Render every line of the listing below as a JSON list of strings, one string per line, omitting blank lines.
-=-=-=-=-
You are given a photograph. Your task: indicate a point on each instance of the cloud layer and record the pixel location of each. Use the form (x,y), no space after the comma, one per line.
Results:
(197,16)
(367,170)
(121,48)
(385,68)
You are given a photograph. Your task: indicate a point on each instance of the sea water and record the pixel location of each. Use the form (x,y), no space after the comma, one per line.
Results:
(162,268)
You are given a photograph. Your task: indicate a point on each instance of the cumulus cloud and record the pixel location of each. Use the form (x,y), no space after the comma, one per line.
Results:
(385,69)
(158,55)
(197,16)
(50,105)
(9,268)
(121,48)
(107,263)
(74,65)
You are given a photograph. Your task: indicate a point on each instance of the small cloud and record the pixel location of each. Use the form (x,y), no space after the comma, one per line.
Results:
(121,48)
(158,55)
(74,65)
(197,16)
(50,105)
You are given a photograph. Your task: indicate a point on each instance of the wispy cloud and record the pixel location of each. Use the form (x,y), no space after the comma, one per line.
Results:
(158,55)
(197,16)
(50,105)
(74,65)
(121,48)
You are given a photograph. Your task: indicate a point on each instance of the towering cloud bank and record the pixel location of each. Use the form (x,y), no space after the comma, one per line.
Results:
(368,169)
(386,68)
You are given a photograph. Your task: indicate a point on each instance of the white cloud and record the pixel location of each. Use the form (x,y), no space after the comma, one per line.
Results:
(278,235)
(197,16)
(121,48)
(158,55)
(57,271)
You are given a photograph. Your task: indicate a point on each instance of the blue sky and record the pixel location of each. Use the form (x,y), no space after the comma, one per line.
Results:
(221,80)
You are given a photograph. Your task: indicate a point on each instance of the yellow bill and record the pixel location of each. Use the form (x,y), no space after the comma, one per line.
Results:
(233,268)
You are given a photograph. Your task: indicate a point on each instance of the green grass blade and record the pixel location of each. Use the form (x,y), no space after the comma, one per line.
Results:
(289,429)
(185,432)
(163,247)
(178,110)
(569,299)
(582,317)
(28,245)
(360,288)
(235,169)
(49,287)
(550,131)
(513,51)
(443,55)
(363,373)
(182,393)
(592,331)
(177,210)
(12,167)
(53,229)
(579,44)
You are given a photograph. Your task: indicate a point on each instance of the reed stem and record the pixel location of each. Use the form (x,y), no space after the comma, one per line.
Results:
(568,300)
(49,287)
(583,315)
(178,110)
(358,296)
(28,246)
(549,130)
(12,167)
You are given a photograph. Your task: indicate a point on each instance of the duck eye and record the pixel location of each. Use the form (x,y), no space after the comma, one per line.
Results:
-=-=-=-=-
» **WRITTEN SOLUTION**
[
  "You are given a photograph. Your task: indicate a point on each instance of the cloud layer and record the pixel location of each. Use the form (x,y), no space after the comma, one per line.",
  "Results:",
  "(197,16)",
  "(367,170)",
  "(121,48)",
  "(385,68)",
  "You are given a photograph. Your task: indicate a point on each instance of the sea water and record the pixel location of each. Use the form (x,y), no space after the comma, one per line.",
  "Results:",
  "(162,268)",
  "You are given a photograph. Your task: indicate a point on each instance of the cumulus cloud and record the pixel location of each. Use the form (x,y), no space after the comma, one per line.",
  "Results:",
  "(385,69)",
  "(158,55)",
  "(197,16)",
  "(50,105)",
  "(9,268)",
  "(121,48)",
  "(107,263)",
  "(74,65)",
  "You are given a photograph. Your task: indicate a point on each instance of the small cloud and record the pixel location of each. Use the form (x,y), no space after the comma, one per line.",
  "Results:",
  "(121,48)",
  "(158,55)",
  "(74,65)",
  "(197,16)",
  "(50,105)",
  "You are given a photograph. Your task: indicate a point on each instance of the wispy cloud and record the pixel location of each. Use the form (x,y), no space after the comma, one per line.",
  "Results:",
  "(158,55)",
  "(197,16)",
  "(50,105)",
  "(74,65)",
  "(121,48)",
  "You are given a photograph. Your task: indicate a point on each instance of the towering cloud bank and record the pixel location of each. Use the form (x,y), no space after the comma, one per line.",
  "Results:",
  "(368,169)",
  "(386,68)",
  "You are given a photograph. Your task: indicate a point on each instance of the white cloud and record the pixel location of each. Use the form (x,y), no space after the comma, one per line.",
  "Results:",
  "(278,235)",
  "(197,16)",
  "(121,48)",
  "(158,55)",
  "(57,271)",
  "You are given a photograph. Your task: indicate a point on each instance of the blue sky and record the pixel location of each. Use the form (x,y), no space after the comma, one per line.",
  "Results:",
  "(221,80)",
  "You are given a photograph. Your task: indicate a point on each instance of the yellow bill and record the pixel location of each. Use the form (x,y), no space after the comma, one per line.",
  "Results:",
  "(233,268)",
  "You are given a photograph. Your task: indicate a point on each instance of the green grass blade and record the pixel location of each. Use the form (x,y), no space after the comma, one per line.",
  "Results:",
  "(289,429)",
  "(185,432)",
  "(163,247)",
  "(178,110)",
  "(569,299)",
  "(582,317)",
  "(28,245)",
  "(360,288)",
  "(235,169)",
  "(49,287)",
  "(550,131)",
  "(513,51)",
  "(443,55)",
  "(363,373)",
  "(182,393)",
  "(592,331)",
  "(177,210)",
  "(12,167)",
  "(53,229)",
  "(579,44)",
  "You are given a photograph. Your task: indicate a point on each instance of the reed stem and record the pixel location of each. Use the form (x,y), no space after the comma, one per line.",
  "Results:",
  "(568,300)",
  "(49,287)",
  "(583,315)",
  "(178,110)",
  "(358,296)",
  "(28,246)",
  "(549,130)",
  "(12,167)",
  "You are given a photograph. Your task: indicate a point on each instance of the duck eye and record the pixel location of each. Use the form (x,y), no space after the comma, one per line.",
  "Results:"
]